### WHAT YOU NEED TO DO:
Your task is to repeat the entries exactly. Leave the pictures out.

### DATA SECTION:
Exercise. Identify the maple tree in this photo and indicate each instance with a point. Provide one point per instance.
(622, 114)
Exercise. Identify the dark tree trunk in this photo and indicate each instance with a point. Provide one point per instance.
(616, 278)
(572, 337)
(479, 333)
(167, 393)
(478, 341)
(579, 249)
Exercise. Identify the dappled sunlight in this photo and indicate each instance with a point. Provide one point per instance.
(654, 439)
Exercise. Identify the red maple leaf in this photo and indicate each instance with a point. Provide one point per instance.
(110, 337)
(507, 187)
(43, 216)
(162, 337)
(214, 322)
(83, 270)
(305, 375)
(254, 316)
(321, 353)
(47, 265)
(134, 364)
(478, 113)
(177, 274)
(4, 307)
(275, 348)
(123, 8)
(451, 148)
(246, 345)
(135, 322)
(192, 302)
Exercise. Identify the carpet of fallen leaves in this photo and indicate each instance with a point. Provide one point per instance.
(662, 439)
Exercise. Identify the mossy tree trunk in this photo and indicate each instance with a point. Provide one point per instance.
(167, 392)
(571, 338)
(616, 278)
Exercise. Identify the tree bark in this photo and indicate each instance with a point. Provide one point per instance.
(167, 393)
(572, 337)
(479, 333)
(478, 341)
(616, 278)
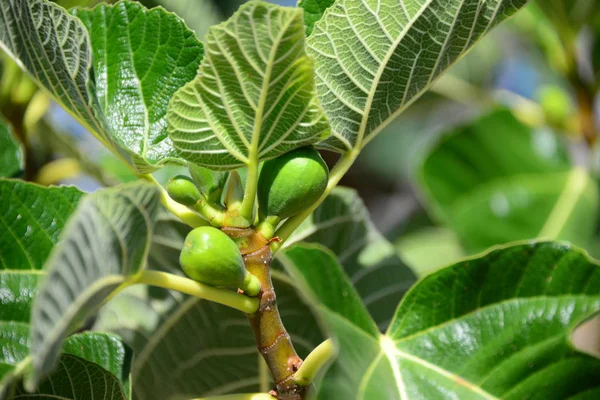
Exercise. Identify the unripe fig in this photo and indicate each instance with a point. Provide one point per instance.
(292, 182)
(183, 190)
(209, 256)
(210, 182)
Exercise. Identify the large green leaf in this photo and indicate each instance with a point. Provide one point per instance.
(199, 15)
(31, 220)
(11, 154)
(187, 347)
(119, 92)
(313, 11)
(92, 362)
(496, 180)
(254, 97)
(141, 57)
(342, 224)
(374, 58)
(495, 326)
(54, 48)
(105, 243)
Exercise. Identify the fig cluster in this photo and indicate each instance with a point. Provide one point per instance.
(211, 257)
(291, 183)
(287, 185)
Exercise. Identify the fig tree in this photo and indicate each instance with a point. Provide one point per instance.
(209, 256)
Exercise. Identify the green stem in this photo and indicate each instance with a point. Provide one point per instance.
(337, 173)
(188, 286)
(314, 362)
(247, 208)
(179, 210)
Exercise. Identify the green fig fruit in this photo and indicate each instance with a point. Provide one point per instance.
(183, 190)
(292, 182)
(209, 256)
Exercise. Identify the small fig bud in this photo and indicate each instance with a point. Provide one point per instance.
(209, 256)
(183, 190)
(292, 182)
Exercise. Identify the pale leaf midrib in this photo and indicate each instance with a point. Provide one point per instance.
(415, 97)
(253, 151)
(382, 68)
(573, 191)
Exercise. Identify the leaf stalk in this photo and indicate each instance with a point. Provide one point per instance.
(314, 363)
(337, 173)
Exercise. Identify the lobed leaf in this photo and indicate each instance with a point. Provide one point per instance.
(374, 58)
(119, 92)
(313, 11)
(105, 243)
(492, 196)
(343, 225)
(140, 58)
(253, 98)
(92, 363)
(494, 326)
(11, 153)
(32, 218)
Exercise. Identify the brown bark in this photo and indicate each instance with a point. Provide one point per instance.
(272, 340)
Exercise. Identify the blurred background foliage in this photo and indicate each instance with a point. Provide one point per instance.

### FULL ANSWER:
Exercise. Identify the maple tree in this photo and indicate each instance with a point. Provide one point per instance.
(622, 114)
Exercise. Identify the dark tree trunk in this photo and indicate each instance with a point. Provide one point per instance.
(616, 278)
(572, 337)
(479, 333)
(167, 393)
(478, 341)
(579, 249)
Exercise. Identify the dappled sunlight in this photo and indicate each instance with a point. Provide one point per instance.
(654, 439)
Exercise. Identify the red maple leaf in this photo and indicate each instance with a point. Provide one point per instance.
(110, 337)
(507, 187)
(43, 216)
(162, 337)
(214, 322)
(83, 270)
(305, 375)
(254, 316)
(321, 353)
(47, 265)
(134, 364)
(478, 113)
(177, 274)
(4, 307)
(275, 348)
(123, 8)
(451, 148)
(246, 345)
(135, 322)
(192, 302)
Exercise. Identify the carpet of fallen leaves in this photo and indicate each instance with a point. Provide one point per instance.
(662, 439)
Exercise. Identify the mossy tree trunk in this photo and indicate each instance with a point. Provide one point per instance.
(167, 392)
(571, 338)
(616, 278)
Exercise. Identify the tree bark in this photo and indicate each instance with a point. Provide one point per instance.
(167, 393)
(572, 337)
(479, 333)
(478, 341)
(616, 278)
Exercise. Identify the unripe fig in this photo and indicate each instance with a point. Provide one point per instance.
(292, 182)
(183, 190)
(209, 256)
(210, 182)
Exercise. Identify the large green leaf in this photo and indicate each instance with a point. Provide one point per instance.
(199, 15)
(31, 220)
(11, 154)
(187, 347)
(119, 92)
(313, 11)
(92, 362)
(496, 180)
(254, 97)
(141, 57)
(342, 224)
(374, 58)
(495, 326)
(54, 48)
(105, 243)
Exercise. Identify the fig cluster in this photo and indicate each instance with a point. Provide one point per instance.
(211, 257)
(291, 183)
(287, 185)
Exercise. Identify the fig tree in this photo and indicate each instance with a point. Provide one point per instance.
(209, 256)
Exercise. Identify the green stem in this photo and indicate each instance with a point. Provide one point per instance.
(337, 173)
(188, 286)
(314, 362)
(247, 208)
(179, 210)
Exercise. Identify the green fig fruit in this photo and indicate each instance with a point. Provide one point per instance.
(183, 190)
(292, 182)
(209, 256)
Exercise. Identify the small fig bud in this photo and indicate each instance with a point. Provide one point per instance.
(209, 256)
(183, 190)
(292, 182)
Exercise. Identify the pale leaf midrib in this photo and indicate each instance with a point. Provide one point per instance.
(415, 97)
(253, 151)
(382, 68)
(573, 191)
Exercise. Identify the leaf stalk in this photo and indicate each instance with a point. Provide one point per instance.
(314, 363)
(337, 173)
Exercise. Identify the lobed leaf in this photo and indicate each instance with a point. Provide one point per instance.
(374, 58)
(119, 92)
(313, 11)
(105, 243)
(492, 196)
(343, 225)
(140, 58)
(253, 98)
(92, 363)
(494, 326)
(11, 153)
(32, 218)
Exercise. Identify the brown bark in this photo and indicate each instance with a point. Provide one point per instance.
(272, 340)
Exercise. Identify the blurred background foliage in this photo and indicate each instance with a point. Provide one point per instance.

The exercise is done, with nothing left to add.